> **Do this**
List every line in the entries below that contains the word "dark", and treat case as significant.

> **Input material**
::::

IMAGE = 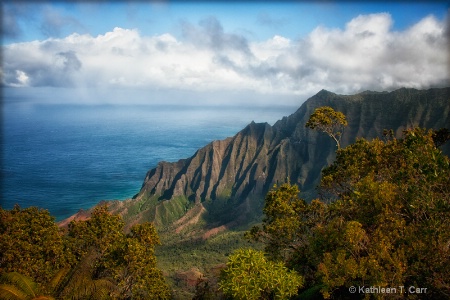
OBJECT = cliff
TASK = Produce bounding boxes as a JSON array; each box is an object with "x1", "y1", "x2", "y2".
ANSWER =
[{"x1": 103, "y1": 88, "x2": 450, "y2": 238}]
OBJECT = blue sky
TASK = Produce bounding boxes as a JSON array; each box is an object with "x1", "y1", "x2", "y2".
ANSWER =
[
  {"x1": 3, "y1": 1, "x2": 449, "y2": 44},
  {"x1": 1, "y1": 1, "x2": 449, "y2": 102}
]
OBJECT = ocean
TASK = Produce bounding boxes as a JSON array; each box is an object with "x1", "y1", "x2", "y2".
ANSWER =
[{"x1": 1, "y1": 99, "x2": 298, "y2": 221}]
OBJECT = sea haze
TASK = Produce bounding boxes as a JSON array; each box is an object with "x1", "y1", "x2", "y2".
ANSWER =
[{"x1": 1, "y1": 99, "x2": 298, "y2": 220}]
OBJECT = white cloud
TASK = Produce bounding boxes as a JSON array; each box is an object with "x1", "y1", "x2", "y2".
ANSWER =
[{"x1": 1, "y1": 13, "x2": 448, "y2": 103}]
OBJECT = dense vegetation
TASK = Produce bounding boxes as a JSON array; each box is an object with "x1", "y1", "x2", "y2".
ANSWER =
[
  {"x1": 0, "y1": 205, "x2": 171, "y2": 299},
  {"x1": 214, "y1": 128, "x2": 450, "y2": 299},
  {"x1": 0, "y1": 107, "x2": 450, "y2": 299}
]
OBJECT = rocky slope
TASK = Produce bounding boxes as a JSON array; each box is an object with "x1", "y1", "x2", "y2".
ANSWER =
[{"x1": 96, "y1": 88, "x2": 450, "y2": 238}]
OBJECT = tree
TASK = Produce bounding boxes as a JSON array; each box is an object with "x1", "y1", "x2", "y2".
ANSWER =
[
  {"x1": 0, "y1": 206, "x2": 68, "y2": 284},
  {"x1": 219, "y1": 249, "x2": 303, "y2": 300},
  {"x1": 305, "y1": 106, "x2": 347, "y2": 149},
  {"x1": 0, "y1": 272, "x2": 54, "y2": 300},
  {"x1": 249, "y1": 128, "x2": 450, "y2": 298},
  {"x1": 63, "y1": 205, "x2": 170, "y2": 299}
]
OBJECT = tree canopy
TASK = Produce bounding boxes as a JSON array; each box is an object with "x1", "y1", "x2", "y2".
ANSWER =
[
  {"x1": 305, "y1": 106, "x2": 348, "y2": 149},
  {"x1": 248, "y1": 128, "x2": 450, "y2": 298},
  {"x1": 0, "y1": 205, "x2": 171, "y2": 299}
]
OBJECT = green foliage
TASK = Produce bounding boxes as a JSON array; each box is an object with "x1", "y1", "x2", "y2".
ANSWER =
[
  {"x1": 0, "y1": 205, "x2": 170, "y2": 299},
  {"x1": 248, "y1": 128, "x2": 450, "y2": 298},
  {"x1": 305, "y1": 106, "x2": 348, "y2": 149},
  {"x1": 0, "y1": 206, "x2": 67, "y2": 283},
  {"x1": 0, "y1": 272, "x2": 54, "y2": 300},
  {"x1": 220, "y1": 249, "x2": 303, "y2": 300}
]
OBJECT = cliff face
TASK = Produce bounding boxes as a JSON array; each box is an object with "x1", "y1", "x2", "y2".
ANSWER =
[{"x1": 109, "y1": 88, "x2": 450, "y2": 236}]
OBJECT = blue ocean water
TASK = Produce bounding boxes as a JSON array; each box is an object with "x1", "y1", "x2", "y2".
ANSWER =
[{"x1": 1, "y1": 101, "x2": 297, "y2": 220}]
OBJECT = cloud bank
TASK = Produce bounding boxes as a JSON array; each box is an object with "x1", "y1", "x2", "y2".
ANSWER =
[{"x1": 2, "y1": 13, "x2": 449, "y2": 103}]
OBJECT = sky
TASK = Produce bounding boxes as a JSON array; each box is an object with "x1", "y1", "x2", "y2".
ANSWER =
[{"x1": 0, "y1": 1, "x2": 450, "y2": 105}]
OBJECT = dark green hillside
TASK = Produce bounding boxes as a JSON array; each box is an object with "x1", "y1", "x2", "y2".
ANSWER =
[{"x1": 58, "y1": 88, "x2": 450, "y2": 299}]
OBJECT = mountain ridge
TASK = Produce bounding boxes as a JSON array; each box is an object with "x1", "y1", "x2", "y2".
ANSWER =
[{"x1": 60, "y1": 87, "x2": 450, "y2": 238}]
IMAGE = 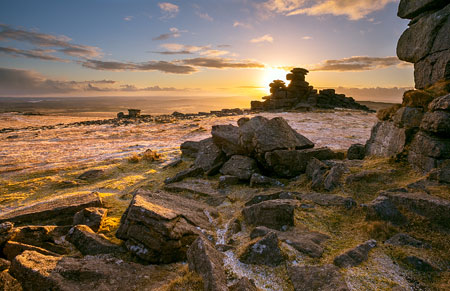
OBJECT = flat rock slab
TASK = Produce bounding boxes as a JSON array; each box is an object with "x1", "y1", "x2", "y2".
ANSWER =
[
  {"x1": 288, "y1": 265, "x2": 349, "y2": 291},
  {"x1": 382, "y1": 192, "x2": 450, "y2": 228},
  {"x1": 116, "y1": 189, "x2": 217, "y2": 263},
  {"x1": 10, "y1": 251, "x2": 178, "y2": 291},
  {"x1": 0, "y1": 192, "x2": 102, "y2": 225}
]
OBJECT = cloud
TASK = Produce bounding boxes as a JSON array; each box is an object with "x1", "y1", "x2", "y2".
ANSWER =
[
  {"x1": 153, "y1": 27, "x2": 185, "y2": 40},
  {"x1": 260, "y1": 0, "x2": 398, "y2": 20},
  {"x1": 0, "y1": 47, "x2": 69, "y2": 63},
  {"x1": 0, "y1": 24, "x2": 101, "y2": 58},
  {"x1": 0, "y1": 67, "x2": 187, "y2": 96},
  {"x1": 180, "y1": 57, "x2": 264, "y2": 69},
  {"x1": 310, "y1": 56, "x2": 405, "y2": 72},
  {"x1": 250, "y1": 34, "x2": 273, "y2": 43},
  {"x1": 81, "y1": 60, "x2": 197, "y2": 74},
  {"x1": 195, "y1": 11, "x2": 214, "y2": 21},
  {"x1": 233, "y1": 20, "x2": 252, "y2": 28},
  {"x1": 158, "y1": 2, "x2": 180, "y2": 19}
]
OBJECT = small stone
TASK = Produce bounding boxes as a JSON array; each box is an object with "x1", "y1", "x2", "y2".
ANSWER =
[
  {"x1": 239, "y1": 232, "x2": 285, "y2": 267},
  {"x1": 333, "y1": 239, "x2": 377, "y2": 268}
]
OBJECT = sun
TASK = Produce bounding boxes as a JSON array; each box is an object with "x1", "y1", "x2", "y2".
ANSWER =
[{"x1": 261, "y1": 67, "x2": 288, "y2": 94}]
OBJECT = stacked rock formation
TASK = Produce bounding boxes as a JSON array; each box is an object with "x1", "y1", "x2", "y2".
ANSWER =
[
  {"x1": 251, "y1": 68, "x2": 370, "y2": 111},
  {"x1": 366, "y1": 0, "x2": 450, "y2": 172}
]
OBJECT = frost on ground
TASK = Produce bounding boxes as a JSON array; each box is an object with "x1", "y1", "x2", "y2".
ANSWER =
[{"x1": 0, "y1": 110, "x2": 376, "y2": 176}]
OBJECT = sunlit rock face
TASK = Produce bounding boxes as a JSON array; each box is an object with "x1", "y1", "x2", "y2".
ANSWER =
[
  {"x1": 251, "y1": 68, "x2": 369, "y2": 111},
  {"x1": 366, "y1": 0, "x2": 450, "y2": 172}
]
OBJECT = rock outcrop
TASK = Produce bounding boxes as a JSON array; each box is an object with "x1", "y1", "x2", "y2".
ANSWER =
[
  {"x1": 251, "y1": 68, "x2": 370, "y2": 111},
  {"x1": 366, "y1": 0, "x2": 450, "y2": 172}
]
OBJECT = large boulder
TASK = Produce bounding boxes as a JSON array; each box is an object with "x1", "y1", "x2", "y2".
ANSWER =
[
  {"x1": 0, "y1": 192, "x2": 102, "y2": 225},
  {"x1": 366, "y1": 121, "x2": 407, "y2": 157},
  {"x1": 211, "y1": 124, "x2": 245, "y2": 156},
  {"x1": 420, "y1": 111, "x2": 450, "y2": 137},
  {"x1": 239, "y1": 232, "x2": 286, "y2": 267},
  {"x1": 242, "y1": 199, "x2": 297, "y2": 230},
  {"x1": 382, "y1": 191, "x2": 450, "y2": 228},
  {"x1": 408, "y1": 131, "x2": 450, "y2": 172},
  {"x1": 73, "y1": 207, "x2": 108, "y2": 232},
  {"x1": 239, "y1": 116, "x2": 314, "y2": 161},
  {"x1": 333, "y1": 239, "x2": 377, "y2": 268},
  {"x1": 66, "y1": 225, "x2": 121, "y2": 255},
  {"x1": 220, "y1": 155, "x2": 259, "y2": 181},
  {"x1": 10, "y1": 251, "x2": 173, "y2": 291},
  {"x1": 288, "y1": 265, "x2": 349, "y2": 291},
  {"x1": 187, "y1": 236, "x2": 228, "y2": 291},
  {"x1": 265, "y1": 147, "x2": 335, "y2": 178},
  {"x1": 194, "y1": 139, "x2": 226, "y2": 175},
  {"x1": 116, "y1": 190, "x2": 214, "y2": 263}
]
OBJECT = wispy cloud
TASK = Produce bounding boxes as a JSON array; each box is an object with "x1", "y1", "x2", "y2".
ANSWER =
[
  {"x1": 81, "y1": 60, "x2": 197, "y2": 74},
  {"x1": 181, "y1": 57, "x2": 264, "y2": 69},
  {"x1": 233, "y1": 20, "x2": 252, "y2": 28},
  {"x1": 260, "y1": 0, "x2": 398, "y2": 20},
  {"x1": 158, "y1": 2, "x2": 180, "y2": 19},
  {"x1": 310, "y1": 56, "x2": 412, "y2": 72},
  {"x1": 0, "y1": 47, "x2": 69, "y2": 63},
  {"x1": 250, "y1": 34, "x2": 273, "y2": 43},
  {"x1": 153, "y1": 27, "x2": 185, "y2": 40},
  {"x1": 0, "y1": 68, "x2": 187, "y2": 96},
  {"x1": 0, "y1": 24, "x2": 101, "y2": 58}
]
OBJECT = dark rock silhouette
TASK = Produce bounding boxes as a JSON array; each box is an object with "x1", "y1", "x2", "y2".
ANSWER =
[{"x1": 251, "y1": 68, "x2": 370, "y2": 111}]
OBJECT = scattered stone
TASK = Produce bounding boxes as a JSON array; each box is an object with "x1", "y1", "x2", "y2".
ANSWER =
[
  {"x1": 220, "y1": 155, "x2": 259, "y2": 181},
  {"x1": 229, "y1": 277, "x2": 259, "y2": 291},
  {"x1": 347, "y1": 143, "x2": 366, "y2": 160},
  {"x1": 73, "y1": 207, "x2": 108, "y2": 232},
  {"x1": 187, "y1": 236, "x2": 228, "y2": 291},
  {"x1": 404, "y1": 256, "x2": 438, "y2": 272},
  {"x1": 239, "y1": 232, "x2": 285, "y2": 267},
  {"x1": 242, "y1": 199, "x2": 297, "y2": 230},
  {"x1": 6, "y1": 225, "x2": 72, "y2": 255},
  {"x1": 392, "y1": 107, "x2": 424, "y2": 129},
  {"x1": 10, "y1": 251, "x2": 174, "y2": 291},
  {"x1": 0, "y1": 272, "x2": 23, "y2": 291},
  {"x1": 2, "y1": 241, "x2": 58, "y2": 261},
  {"x1": 164, "y1": 167, "x2": 204, "y2": 184},
  {"x1": 333, "y1": 239, "x2": 377, "y2": 268},
  {"x1": 66, "y1": 225, "x2": 120, "y2": 255},
  {"x1": 366, "y1": 196, "x2": 406, "y2": 225},
  {"x1": 116, "y1": 190, "x2": 215, "y2": 263},
  {"x1": 382, "y1": 191, "x2": 450, "y2": 228},
  {"x1": 194, "y1": 139, "x2": 226, "y2": 175},
  {"x1": 0, "y1": 221, "x2": 14, "y2": 234},
  {"x1": 288, "y1": 265, "x2": 349, "y2": 291},
  {"x1": 77, "y1": 170, "x2": 105, "y2": 181},
  {"x1": 219, "y1": 175, "x2": 241, "y2": 189},
  {"x1": 384, "y1": 233, "x2": 430, "y2": 249},
  {"x1": 366, "y1": 121, "x2": 407, "y2": 157},
  {"x1": 323, "y1": 164, "x2": 348, "y2": 191},
  {"x1": 164, "y1": 179, "x2": 221, "y2": 197},
  {"x1": 250, "y1": 173, "x2": 284, "y2": 187},
  {"x1": 297, "y1": 193, "x2": 356, "y2": 209},
  {"x1": 0, "y1": 192, "x2": 102, "y2": 225},
  {"x1": 0, "y1": 258, "x2": 11, "y2": 272},
  {"x1": 211, "y1": 124, "x2": 245, "y2": 156},
  {"x1": 239, "y1": 116, "x2": 314, "y2": 162},
  {"x1": 265, "y1": 147, "x2": 334, "y2": 178}
]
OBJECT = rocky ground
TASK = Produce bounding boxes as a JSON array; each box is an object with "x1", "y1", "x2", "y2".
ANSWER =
[{"x1": 0, "y1": 111, "x2": 450, "y2": 290}]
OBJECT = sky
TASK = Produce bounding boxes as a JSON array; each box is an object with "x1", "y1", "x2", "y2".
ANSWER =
[{"x1": 0, "y1": 0, "x2": 414, "y2": 101}]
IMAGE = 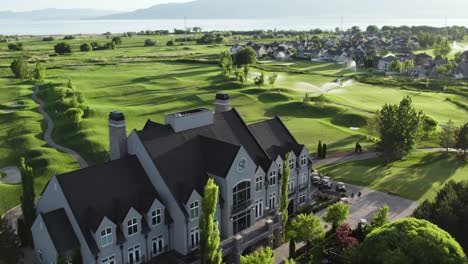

::::

> **Result below**
OBJECT = dark green hillside
OBJECT = dark rock silhouette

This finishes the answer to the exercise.